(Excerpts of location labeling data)
################

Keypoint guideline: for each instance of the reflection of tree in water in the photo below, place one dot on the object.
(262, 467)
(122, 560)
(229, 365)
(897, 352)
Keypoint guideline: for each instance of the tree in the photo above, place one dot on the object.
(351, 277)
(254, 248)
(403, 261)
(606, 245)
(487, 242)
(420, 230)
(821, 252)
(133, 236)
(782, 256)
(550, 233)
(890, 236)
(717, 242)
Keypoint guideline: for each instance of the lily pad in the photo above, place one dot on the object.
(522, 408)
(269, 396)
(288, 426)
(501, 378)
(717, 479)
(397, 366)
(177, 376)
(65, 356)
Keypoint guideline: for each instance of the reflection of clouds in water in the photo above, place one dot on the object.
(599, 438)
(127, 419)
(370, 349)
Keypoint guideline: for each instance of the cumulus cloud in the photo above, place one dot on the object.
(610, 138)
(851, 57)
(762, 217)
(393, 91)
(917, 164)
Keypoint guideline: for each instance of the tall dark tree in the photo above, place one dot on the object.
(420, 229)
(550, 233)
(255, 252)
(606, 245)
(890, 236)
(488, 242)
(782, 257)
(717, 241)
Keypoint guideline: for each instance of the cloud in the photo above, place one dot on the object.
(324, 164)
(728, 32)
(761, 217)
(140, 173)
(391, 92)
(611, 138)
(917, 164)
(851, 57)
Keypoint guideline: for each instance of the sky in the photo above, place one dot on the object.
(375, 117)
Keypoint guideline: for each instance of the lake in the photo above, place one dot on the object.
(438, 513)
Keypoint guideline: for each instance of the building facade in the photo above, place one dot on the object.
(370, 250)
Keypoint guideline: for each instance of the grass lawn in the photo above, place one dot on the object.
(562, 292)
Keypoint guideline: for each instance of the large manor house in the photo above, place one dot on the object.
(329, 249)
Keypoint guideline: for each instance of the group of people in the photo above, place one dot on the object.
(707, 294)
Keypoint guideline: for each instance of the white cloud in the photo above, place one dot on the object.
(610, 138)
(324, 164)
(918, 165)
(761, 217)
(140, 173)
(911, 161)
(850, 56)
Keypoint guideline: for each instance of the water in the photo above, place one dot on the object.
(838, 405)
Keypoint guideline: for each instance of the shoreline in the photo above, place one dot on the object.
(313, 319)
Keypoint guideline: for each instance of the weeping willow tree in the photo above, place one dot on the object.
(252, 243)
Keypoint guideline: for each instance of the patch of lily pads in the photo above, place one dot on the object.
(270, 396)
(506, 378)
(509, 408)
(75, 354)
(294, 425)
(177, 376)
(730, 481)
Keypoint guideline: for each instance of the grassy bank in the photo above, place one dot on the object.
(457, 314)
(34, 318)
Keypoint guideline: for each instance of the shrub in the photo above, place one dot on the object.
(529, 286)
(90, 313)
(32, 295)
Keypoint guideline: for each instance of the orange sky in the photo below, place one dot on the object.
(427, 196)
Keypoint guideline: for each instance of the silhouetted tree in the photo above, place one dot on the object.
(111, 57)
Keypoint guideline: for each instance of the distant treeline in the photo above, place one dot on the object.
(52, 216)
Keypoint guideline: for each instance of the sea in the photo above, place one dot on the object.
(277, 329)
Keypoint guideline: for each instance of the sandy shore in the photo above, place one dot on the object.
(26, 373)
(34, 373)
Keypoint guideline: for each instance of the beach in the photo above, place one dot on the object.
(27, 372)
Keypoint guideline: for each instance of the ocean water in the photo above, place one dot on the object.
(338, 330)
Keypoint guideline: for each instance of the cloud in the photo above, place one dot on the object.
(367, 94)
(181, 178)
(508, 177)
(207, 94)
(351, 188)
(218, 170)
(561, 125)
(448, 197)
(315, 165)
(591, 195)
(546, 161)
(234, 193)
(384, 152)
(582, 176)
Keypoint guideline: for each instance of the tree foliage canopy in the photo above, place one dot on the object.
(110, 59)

################

## Short task
Give back exactly the lines from the line containing "Keypoint guideline: for each instance of the beach" to the end of the entries, and no other lines.

## Reply
Keypoint guideline: for each instance of the beach in the photo above, place one dot on the object.
(27, 372)
Keypoint guideline: for each instance of the ocean water in the photo above, place one dot on the object.
(338, 330)
Keypoint guideline: for each instance of the cloud in the photo above, place one dot on the object.
(367, 94)
(181, 178)
(508, 177)
(207, 94)
(351, 188)
(218, 170)
(561, 125)
(448, 197)
(315, 165)
(591, 195)
(546, 161)
(234, 193)
(384, 152)
(582, 176)
Keypoint guideline: for each instance of the tree foliage canopy in the photo above, place one dot on the object.
(110, 59)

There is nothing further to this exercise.